+++ Data excerpts +++
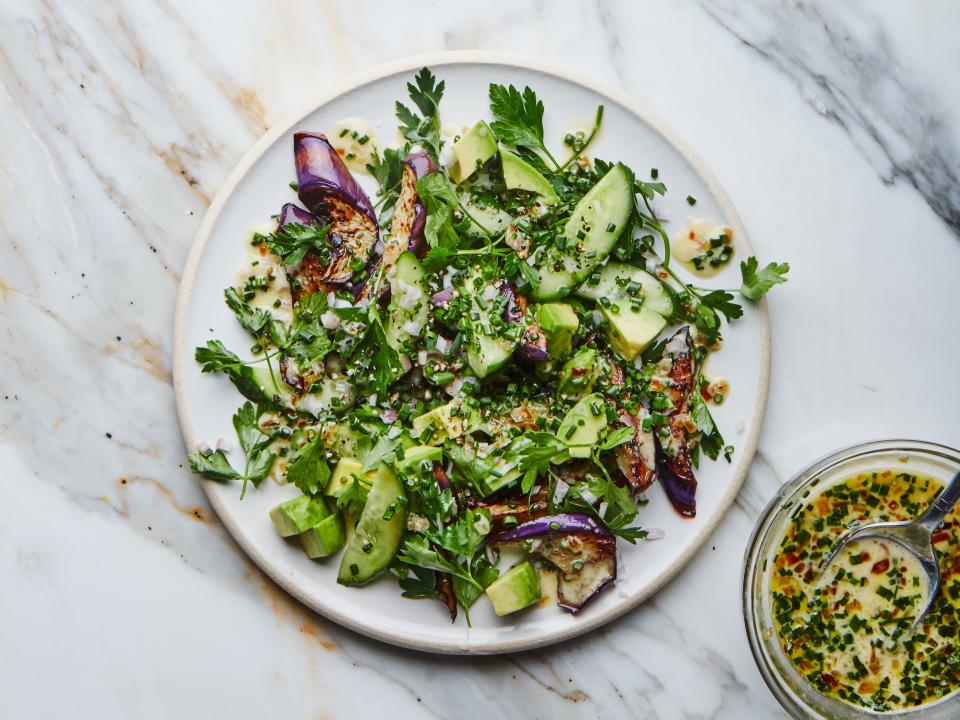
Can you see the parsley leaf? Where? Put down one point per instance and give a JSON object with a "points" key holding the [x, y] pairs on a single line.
{"points": [[519, 118], [308, 468], [258, 460], [422, 584], [722, 301], [253, 320], [308, 340], [439, 200], [755, 284], [425, 131], [292, 242], [215, 357], [353, 497], [387, 365], [383, 451], [387, 169], [649, 190], [212, 464], [705, 314], [254, 442], [616, 438], [711, 442]]}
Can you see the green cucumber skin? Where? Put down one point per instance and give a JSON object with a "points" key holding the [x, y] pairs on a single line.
{"points": [[615, 190], [409, 270], [298, 515], [383, 536], [325, 539], [515, 590], [654, 296]]}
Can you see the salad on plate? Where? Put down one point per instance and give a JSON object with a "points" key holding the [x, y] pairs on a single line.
{"points": [[474, 376]]}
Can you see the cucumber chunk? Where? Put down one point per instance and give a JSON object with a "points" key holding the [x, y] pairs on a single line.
{"points": [[596, 223], [516, 589], [620, 283], [324, 539], [406, 278], [631, 331], [486, 354], [471, 151], [518, 174], [298, 515], [582, 426], [379, 531]]}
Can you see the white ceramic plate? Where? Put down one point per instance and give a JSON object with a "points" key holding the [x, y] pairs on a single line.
{"points": [[258, 187]]}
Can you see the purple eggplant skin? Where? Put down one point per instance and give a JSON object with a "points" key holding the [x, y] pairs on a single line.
{"points": [[323, 178], [409, 215], [444, 585], [674, 466], [582, 550], [533, 344], [633, 463], [291, 214], [409, 220], [440, 475], [332, 194], [442, 298]]}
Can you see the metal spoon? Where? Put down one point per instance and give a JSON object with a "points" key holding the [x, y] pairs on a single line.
{"points": [[913, 535]]}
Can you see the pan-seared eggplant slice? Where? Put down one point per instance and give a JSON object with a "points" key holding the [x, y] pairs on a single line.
{"points": [[409, 215], [533, 344], [579, 547], [406, 228], [290, 214], [634, 461], [674, 467], [509, 513], [332, 194]]}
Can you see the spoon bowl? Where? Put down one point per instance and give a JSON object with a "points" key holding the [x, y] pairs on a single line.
{"points": [[915, 536]]}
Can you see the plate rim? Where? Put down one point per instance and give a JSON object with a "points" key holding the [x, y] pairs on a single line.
{"points": [[284, 125]]}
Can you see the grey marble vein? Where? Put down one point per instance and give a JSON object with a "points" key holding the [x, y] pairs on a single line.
{"points": [[841, 59]]}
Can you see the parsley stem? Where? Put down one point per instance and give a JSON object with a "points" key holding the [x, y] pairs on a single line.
{"points": [[596, 128], [385, 195], [273, 378], [552, 159]]}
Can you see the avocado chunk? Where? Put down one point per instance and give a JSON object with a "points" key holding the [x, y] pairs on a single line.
{"points": [[624, 284], [486, 477], [407, 276], [298, 515], [379, 531], [325, 538], [516, 589], [472, 151], [272, 386], [444, 422], [582, 426], [595, 224], [518, 174], [631, 331], [579, 373], [343, 475], [486, 354], [559, 322]]}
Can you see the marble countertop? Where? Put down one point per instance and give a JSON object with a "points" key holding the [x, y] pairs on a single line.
{"points": [[834, 127]]}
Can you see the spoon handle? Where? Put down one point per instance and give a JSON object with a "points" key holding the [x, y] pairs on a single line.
{"points": [[932, 518]]}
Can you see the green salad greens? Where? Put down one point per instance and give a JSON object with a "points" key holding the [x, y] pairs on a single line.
{"points": [[495, 355]]}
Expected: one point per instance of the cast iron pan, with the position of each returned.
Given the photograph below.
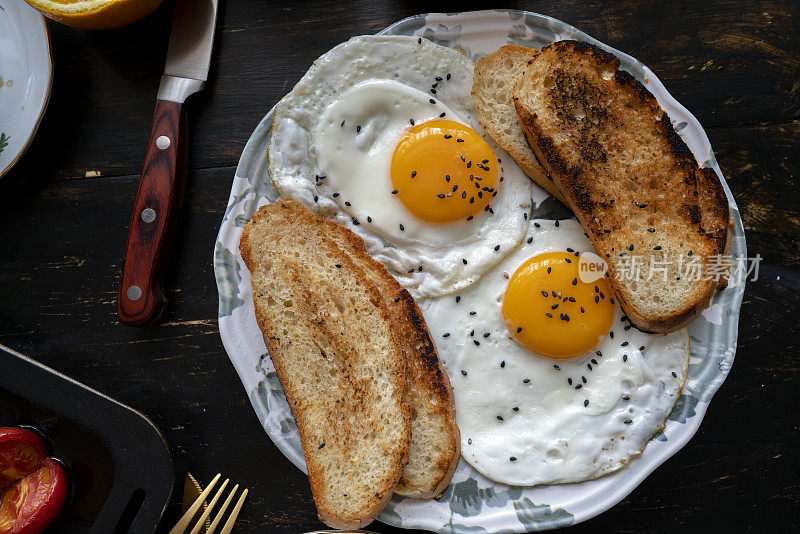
(118, 463)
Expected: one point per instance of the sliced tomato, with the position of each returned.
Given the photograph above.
(20, 452)
(33, 503)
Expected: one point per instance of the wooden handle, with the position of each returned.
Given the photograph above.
(141, 298)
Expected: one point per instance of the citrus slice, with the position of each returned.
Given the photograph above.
(95, 14)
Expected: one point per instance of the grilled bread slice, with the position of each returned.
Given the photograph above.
(629, 178)
(330, 334)
(492, 88)
(435, 438)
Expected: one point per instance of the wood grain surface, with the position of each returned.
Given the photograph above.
(735, 65)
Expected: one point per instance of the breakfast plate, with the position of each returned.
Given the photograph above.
(472, 502)
(26, 74)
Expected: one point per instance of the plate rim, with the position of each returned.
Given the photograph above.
(692, 424)
(45, 102)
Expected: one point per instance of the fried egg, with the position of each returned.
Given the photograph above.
(380, 135)
(552, 383)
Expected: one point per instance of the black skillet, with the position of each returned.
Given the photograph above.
(118, 463)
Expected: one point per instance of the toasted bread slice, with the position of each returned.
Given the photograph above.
(330, 334)
(492, 87)
(435, 439)
(630, 179)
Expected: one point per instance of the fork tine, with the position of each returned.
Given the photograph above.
(202, 521)
(232, 519)
(180, 528)
(221, 512)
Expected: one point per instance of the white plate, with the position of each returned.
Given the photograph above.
(26, 73)
(473, 503)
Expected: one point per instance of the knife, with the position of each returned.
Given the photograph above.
(141, 299)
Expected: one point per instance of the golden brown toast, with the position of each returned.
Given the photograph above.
(629, 178)
(492, 88)
(329, 333)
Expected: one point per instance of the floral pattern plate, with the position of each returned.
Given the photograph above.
(472, 503)
(25, 76)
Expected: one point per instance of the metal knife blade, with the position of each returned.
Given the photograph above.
(189, 52)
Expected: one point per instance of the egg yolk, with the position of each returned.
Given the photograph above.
(551, 312)
(443, 171)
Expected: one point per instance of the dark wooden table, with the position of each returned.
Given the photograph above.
(735, 65)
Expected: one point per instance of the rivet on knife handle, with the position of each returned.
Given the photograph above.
(141, 299)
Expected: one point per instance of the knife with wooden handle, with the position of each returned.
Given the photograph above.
(141, 299)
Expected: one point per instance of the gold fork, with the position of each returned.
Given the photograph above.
(183, 524)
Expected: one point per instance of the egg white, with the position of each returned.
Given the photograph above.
(333, 138)
(554, 435)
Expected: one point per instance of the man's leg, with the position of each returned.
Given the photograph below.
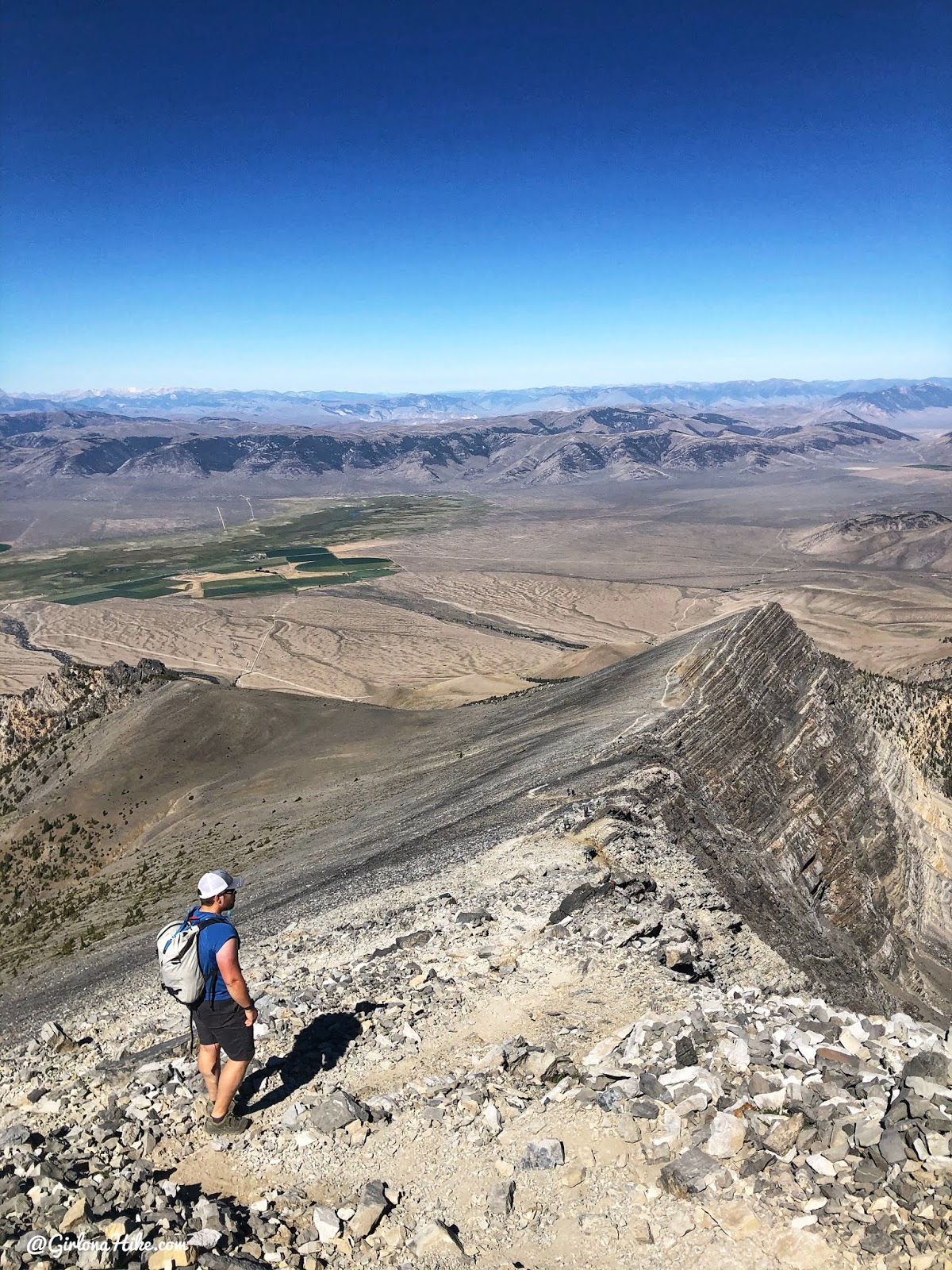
(209, 1067)
(228, 1080)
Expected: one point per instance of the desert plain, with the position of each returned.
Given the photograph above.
(499, 592)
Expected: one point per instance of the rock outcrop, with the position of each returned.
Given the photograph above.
(816, 795)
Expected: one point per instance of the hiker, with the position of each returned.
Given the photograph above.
(225, 1018)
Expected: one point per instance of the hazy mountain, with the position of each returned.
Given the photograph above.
(370, 410)
(901, 398)
(549, 448)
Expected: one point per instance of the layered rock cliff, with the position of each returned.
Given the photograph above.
(816, 794)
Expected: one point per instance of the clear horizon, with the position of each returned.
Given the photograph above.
(460, 391)
(404, 196)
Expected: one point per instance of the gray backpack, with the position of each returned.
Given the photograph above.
(179, 967)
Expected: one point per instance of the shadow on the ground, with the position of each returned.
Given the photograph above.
(317, 1048)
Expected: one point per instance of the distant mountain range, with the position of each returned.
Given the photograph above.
(359, 410)
(546, 448)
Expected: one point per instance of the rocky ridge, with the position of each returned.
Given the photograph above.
(541, 1058)
(75, 694)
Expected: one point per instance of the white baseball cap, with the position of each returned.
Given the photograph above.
(216, 882)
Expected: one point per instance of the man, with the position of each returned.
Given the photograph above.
(225, 1019)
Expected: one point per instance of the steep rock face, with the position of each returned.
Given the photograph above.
(835, 846)
(73, 695)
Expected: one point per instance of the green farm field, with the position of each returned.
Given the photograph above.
(144, 571)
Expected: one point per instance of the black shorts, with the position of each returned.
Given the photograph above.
(222, 1022)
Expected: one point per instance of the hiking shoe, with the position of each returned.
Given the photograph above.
(228, 1123)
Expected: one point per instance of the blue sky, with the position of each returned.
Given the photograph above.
(425, 196)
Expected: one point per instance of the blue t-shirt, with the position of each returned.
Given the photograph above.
(211, 941)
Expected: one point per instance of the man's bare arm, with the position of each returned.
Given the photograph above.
(234, 979)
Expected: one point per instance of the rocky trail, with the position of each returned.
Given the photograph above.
(555, 1058)
(647, 1022)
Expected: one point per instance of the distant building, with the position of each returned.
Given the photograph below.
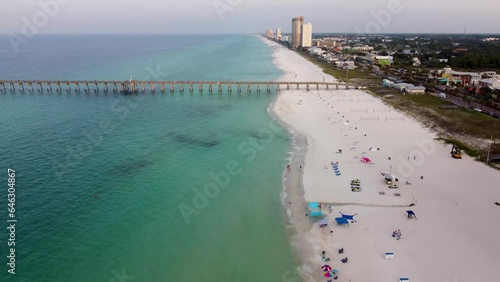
+++
**What this task involves:** Copy the text from the line containing "Expected: one point per instance of the distant building, with" through the end of the rows, inclusive, leaving out the pictures.

**Answer for this exercise:**
Expected: one point per instance of the distant building, with the position of each returned.
Given the photograph below.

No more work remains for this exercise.